**What is needed**.
Copy out exactly the stretch of the listing below that begins at the line containing "box: [329, 170, 350, 175]" and ends at the line containing "box: [246, 141, 368, 149]", and copy nothing outside it.

**Dataset excerpts**.
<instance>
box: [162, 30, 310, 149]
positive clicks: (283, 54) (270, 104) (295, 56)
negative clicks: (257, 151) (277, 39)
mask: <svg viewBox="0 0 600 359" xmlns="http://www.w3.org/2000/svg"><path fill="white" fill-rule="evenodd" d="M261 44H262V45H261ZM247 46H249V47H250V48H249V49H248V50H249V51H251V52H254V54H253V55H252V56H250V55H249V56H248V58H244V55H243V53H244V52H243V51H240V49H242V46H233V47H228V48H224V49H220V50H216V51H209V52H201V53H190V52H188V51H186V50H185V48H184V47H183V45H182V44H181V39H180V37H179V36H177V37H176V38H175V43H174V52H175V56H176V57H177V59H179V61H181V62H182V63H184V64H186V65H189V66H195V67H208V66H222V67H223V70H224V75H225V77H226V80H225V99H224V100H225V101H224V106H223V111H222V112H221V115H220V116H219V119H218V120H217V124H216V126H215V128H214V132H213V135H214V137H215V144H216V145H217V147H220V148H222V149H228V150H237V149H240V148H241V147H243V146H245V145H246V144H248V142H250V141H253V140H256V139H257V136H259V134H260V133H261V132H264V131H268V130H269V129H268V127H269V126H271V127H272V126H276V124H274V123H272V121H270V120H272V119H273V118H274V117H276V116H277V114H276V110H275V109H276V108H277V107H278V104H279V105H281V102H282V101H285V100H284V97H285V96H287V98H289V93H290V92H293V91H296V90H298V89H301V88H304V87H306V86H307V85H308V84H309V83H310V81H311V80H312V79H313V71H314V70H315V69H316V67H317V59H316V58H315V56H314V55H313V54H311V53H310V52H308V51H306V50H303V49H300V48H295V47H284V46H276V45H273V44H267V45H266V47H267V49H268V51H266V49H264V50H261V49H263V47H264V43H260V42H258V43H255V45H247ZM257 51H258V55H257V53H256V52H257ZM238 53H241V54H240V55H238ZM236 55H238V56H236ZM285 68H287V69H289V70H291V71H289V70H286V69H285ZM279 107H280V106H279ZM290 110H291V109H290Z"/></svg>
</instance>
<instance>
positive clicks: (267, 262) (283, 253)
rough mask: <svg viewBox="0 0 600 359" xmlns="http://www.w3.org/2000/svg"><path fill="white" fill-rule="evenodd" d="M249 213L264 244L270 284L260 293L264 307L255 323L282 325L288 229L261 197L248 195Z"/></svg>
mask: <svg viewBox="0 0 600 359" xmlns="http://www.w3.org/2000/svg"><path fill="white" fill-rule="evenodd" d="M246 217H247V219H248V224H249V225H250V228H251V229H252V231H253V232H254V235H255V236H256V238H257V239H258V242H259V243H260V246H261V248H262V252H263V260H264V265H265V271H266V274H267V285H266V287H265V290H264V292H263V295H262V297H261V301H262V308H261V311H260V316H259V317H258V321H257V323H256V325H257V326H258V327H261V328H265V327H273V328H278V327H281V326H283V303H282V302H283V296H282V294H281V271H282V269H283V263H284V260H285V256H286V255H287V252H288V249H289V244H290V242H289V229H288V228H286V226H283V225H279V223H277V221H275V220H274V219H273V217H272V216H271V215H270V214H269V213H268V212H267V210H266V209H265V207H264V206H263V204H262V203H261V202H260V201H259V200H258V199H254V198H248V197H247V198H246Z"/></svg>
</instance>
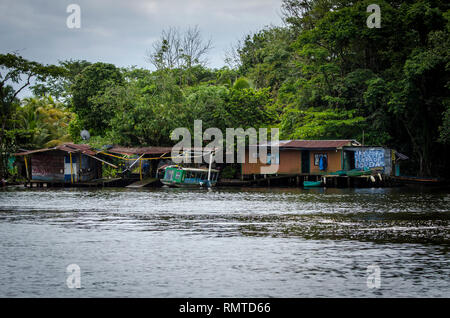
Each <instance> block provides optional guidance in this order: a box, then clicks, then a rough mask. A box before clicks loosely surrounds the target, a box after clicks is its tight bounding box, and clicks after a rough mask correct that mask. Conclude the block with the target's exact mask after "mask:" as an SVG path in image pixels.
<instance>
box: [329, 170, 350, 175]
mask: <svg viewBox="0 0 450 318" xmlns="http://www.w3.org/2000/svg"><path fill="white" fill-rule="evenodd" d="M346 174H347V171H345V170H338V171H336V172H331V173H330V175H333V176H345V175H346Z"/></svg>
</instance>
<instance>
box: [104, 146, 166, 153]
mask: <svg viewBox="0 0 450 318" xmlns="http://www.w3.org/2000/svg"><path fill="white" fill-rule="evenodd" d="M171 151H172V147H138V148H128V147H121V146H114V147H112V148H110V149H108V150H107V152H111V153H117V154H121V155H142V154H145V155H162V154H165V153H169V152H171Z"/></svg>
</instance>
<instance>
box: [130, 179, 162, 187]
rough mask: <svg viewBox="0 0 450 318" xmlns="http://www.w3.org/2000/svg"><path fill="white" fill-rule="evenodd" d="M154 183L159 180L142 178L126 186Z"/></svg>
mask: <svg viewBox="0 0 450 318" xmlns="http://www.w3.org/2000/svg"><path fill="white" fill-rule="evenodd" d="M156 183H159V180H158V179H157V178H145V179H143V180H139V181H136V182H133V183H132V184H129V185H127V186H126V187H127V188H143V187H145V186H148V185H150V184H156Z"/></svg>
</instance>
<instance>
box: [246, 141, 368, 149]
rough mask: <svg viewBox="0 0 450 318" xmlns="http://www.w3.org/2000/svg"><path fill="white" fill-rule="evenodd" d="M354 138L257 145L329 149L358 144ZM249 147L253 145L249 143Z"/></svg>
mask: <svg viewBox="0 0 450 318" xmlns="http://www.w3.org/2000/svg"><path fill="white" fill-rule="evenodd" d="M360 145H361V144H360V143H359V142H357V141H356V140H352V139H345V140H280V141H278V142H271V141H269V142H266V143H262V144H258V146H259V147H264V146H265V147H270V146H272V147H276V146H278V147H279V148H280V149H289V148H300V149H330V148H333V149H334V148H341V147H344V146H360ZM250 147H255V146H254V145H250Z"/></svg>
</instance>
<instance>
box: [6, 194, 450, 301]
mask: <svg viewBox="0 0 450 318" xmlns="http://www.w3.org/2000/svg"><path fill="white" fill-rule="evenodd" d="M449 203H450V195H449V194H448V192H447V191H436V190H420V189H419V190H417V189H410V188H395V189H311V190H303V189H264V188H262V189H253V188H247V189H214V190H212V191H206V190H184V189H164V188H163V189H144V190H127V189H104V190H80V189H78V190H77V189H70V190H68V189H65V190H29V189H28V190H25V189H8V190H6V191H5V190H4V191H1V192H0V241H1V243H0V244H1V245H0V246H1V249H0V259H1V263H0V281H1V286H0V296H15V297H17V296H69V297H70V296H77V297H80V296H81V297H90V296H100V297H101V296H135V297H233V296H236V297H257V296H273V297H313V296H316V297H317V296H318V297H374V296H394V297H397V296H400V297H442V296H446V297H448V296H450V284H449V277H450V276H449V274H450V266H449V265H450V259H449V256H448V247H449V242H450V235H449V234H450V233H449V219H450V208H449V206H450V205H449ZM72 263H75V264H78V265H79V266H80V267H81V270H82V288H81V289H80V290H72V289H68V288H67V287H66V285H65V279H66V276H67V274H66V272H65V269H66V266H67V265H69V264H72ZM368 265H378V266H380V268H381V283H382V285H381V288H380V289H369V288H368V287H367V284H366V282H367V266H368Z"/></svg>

==

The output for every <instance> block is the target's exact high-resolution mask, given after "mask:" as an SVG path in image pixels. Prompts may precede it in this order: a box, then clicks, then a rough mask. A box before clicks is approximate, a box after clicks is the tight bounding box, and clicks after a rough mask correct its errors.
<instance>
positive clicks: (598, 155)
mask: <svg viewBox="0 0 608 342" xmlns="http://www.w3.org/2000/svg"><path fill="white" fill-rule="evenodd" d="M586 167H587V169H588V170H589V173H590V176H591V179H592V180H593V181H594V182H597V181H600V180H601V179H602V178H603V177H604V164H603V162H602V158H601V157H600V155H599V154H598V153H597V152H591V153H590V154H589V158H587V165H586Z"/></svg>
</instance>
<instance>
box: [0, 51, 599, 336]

**The completed task**.
box: [329, 170, 350, 175]
mask: <svg viewBox="0 0 450 318" xmlns="http://www.w3.org/2000/svg"><path fill="white" fill-rule="evenodd" d="M346 174H347V171H345V170H338V171H336V172H331V173H330V175H333V176H345V175H346Z"/></svg>
</instance>
<instance>
box: [104, 146, 166, 153]
mask: <svg viewBox="0 0 450 318" xmlns="http://www.w3.org/2000/svg"><path fill="white" fill-rule="evenodd" d="M171 151H172V147H138V148H128V147H121V146H114V147H112V148H110V149H108V150H107V152H111V153H117V154H121V155H142V154H145V155H162V154H165V153H169V152H171Z"/></svg>
</instance>
<instance>
box: [130, 179, 162, 187]
rough mask: <svg viewBox="0 0 450 318" xmlns="http://www.w3.org/2000/svg"><path fill="white" fill-rule="evenodd" d="M154 183L159 180L142 178L126 186Z"/></svg>
mask: <svg viewBox="0 0 450 318" xmlns="http://www.w3.org/2000/svg"><path fill="white" fill-rule="evenodd" d="M156 183H159V180H158V179H157V178H145V179H143V180H139V181H136V182H133V183H132V184H129V185H127V186H126V187H127V188H143V187H145V186H148V185H150V184H156Z"/></svg>
</instance>
<instance>
box: [246, 141, 368, 149]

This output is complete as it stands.